Your instructions: Exclude any images and output the remaining records exactly.

** START Records for the task **

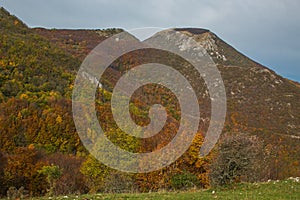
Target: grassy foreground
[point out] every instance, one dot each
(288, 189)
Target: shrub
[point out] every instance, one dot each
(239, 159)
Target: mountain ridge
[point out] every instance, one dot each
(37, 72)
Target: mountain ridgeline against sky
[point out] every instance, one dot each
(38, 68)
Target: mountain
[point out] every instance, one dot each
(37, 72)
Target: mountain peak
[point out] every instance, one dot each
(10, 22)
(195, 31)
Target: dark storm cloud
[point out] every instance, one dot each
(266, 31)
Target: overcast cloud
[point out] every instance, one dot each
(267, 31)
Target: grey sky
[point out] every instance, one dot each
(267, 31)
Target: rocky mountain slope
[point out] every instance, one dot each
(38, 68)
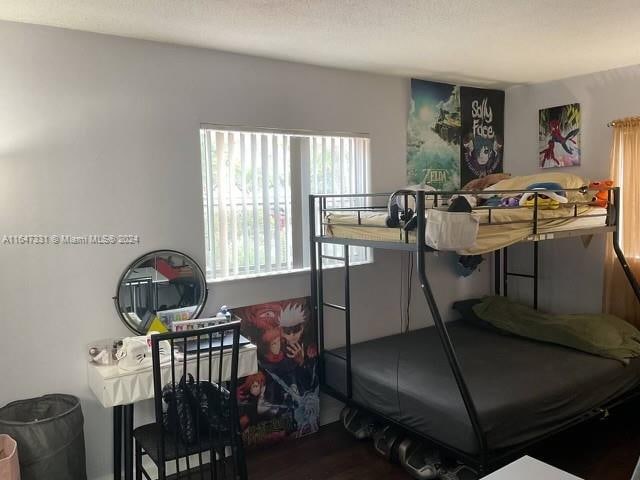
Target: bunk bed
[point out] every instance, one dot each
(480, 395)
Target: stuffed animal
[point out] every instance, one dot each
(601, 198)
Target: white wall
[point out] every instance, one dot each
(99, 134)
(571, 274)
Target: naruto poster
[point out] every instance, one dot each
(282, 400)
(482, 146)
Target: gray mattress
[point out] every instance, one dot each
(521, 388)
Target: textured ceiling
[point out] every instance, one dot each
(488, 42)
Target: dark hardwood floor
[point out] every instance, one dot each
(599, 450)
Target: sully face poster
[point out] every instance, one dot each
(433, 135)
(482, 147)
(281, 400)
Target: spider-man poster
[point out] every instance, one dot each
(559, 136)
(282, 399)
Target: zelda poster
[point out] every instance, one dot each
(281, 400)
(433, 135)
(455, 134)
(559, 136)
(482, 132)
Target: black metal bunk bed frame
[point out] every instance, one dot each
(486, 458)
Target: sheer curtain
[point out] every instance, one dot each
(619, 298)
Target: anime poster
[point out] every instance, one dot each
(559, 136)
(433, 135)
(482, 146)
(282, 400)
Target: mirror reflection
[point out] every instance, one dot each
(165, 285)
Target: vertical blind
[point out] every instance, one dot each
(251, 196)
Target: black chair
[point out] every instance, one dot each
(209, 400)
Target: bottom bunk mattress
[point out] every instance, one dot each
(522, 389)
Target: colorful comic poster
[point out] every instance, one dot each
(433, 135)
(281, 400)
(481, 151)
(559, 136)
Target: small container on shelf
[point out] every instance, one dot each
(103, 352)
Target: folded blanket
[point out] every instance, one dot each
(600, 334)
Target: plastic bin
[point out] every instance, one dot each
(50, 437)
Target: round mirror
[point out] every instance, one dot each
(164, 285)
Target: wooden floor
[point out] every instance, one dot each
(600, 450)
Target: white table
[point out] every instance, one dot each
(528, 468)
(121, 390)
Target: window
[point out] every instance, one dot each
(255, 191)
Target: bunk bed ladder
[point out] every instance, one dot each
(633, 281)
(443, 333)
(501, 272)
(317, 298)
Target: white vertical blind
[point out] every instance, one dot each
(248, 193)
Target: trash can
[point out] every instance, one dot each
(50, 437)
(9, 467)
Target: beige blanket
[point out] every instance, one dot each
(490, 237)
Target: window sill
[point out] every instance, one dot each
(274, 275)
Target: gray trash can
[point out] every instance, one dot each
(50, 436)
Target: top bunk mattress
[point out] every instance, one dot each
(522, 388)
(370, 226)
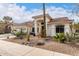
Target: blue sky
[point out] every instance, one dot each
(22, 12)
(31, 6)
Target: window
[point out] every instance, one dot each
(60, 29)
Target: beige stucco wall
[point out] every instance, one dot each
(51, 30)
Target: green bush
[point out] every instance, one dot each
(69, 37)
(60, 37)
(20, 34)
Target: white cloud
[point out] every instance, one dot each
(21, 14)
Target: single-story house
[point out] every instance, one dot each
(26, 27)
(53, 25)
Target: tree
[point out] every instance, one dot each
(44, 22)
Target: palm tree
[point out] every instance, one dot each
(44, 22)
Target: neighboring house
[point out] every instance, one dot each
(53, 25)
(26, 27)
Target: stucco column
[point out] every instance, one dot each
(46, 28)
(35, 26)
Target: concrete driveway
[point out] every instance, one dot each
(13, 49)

** END Records for the task **

Output:
Target: grassy foreground
[point out] every instance, one dot each
(288, 189)
Target: shrub
[point out] every instance, one dot each
(239, 159)
Target: mountain ridge
[point out] every instance, one dot each
(37, 72)
Target: mountain ridgeline against sky
[point out] every instance, one dot each
(38, 68)
Target: mountain
[point out] every instance, one dot each
(37, 72)
Target: mountain peak
[point out] every instance, one dot each
(10, 22)
(195, 31)
Target: dark storm cloud
[point out] every instance, one dot each
(266, 31)
Target: overcast cloud
[point out] every instance, one dot each
(267, 31)
Target: grey sky
[point out] every instance, one dot each
(267, 31)
Target: rocky mountain slope
[point out] every instance, one dot each
(38, 68)
Target: bunk bed
[point out] every instance, one dot each
(480, 395)
Target: stuffed animal
[point out] every instance, one dot each
(601, 198)
Target: white wall
[point out] every instance, one dot each
(99, 134)
(571, 274)
Target: naruto poster
[point out] every instance, one dot each
(282, 400)
(482, 146)
Target: gray mattress
[point out] every instance, one dot each
(521, 388)
Target: textured ceiling
[point out] every instance, one dot each
(488, 42)
Target: dark hardwood floor
[point out] every instance, one dot each
(599, 450)
Target: sully face poster
[point out] every instance, one dot each
(433, 135)
(482, 147)
(281, 400)
Target: spider-man poster
[point out] every instance, one dot each
(559, 136)
(282, 399)
Target: zelda poster
[point out] every instance, one dot each
(281, 400)
(433, 135)
(455, 134)
(559, 136)
(482, 132)
Target: black metal bunk bed frame
[point out] every instance, one dot each
(486, 458)
Target: sheer curtain
[point out] every instance, one dot each
(619, 298)
Target: anime poster
[point out] every instance, one dot each
(559, 136)
(433, 135)
(482, 146)
(282, 400)
Target: mirror reflection
[point out] every instance, one dot each
(165, 285)
Target: vertical blind
[point out] every instance, one dot each
(251, 196)
Target: black chair
[point out] every instance, one dot each
(209, 400)
Target: bottom bunk mattress
[point out] every instance, one dot each
(522, 389)
Target: colorful comic poster
[point out] every instance, one dot each
(433, 135)
(281, 400)
(481, 151)
(559, 136)
Target: small container on shelf
[point out] every instance, one dot each
(103, 352)
Target: folded blanket
[point out] every instance, one dot each
(600, 334)
Target: plastic bin
[point out] every instance, one dot each
(50, 437)
Target: round mirror
[point out] every instance, one dot each
(164, 285)
Target: wooden floor
[point out] every instance, one dot each
(600, 450)
Target: white table
[point out] every instance, one dot each
(528, 468)
(121, 390)
Target: window
[point out] every instance, one dot each
(255, 191)
Target: bunk bed ladder
[point out] every instance, one dot each
(633, 281)
(443, 333)
(501, 272)
(317, 298)
Target: white vertical blind
[point out] every instance, one dot each
(248, 193)
Target: trash can
[point out] every instance, one dot each
(50, 437)
(9, 467)
Target: beige blanket
[point out] every instance, one dot each
(490, 237)
Target: window sill
[point out] every instance, one dot each
(274, 275)
Target: gray trash can
[point out] every instance, one dot each
(50, 436)
Target: top bunk mattress
[point out] every instance, one dot each
(522, 388)
(370, 226)
Target: blue sky
[point out] every instance, one dot each
(22, 12)
(31, 6)
Target: window
[point out] every instance, one dot each
(60, 29)
Target: beige stucco wall
[point out] every instance, one dot each
(51, 30)
Target: green bush
[point out] every instance, one dot each
(69, 37)
(60, 37)
(20, 34)
Target: white cloud
[point out] every instance, one dot each
(21, 14)
Target: single-story house
[point out] every instance, one dot each
(26, 27)
(53, 25)
Target: tree
[point out] every instance, one dot each
(44, 22)
Target: palm tree
[point out] every instance, one dot each
(44, 22)
Target: neighboring house
[point out] every instance, one dot each
(53, 25)
(26, 27)
Target: stucco column
[point out] every instance, one dot each
(46, 28)
(35, 26)
Target: concrete driveway
[point out] every instance, one dot each
(13, 49)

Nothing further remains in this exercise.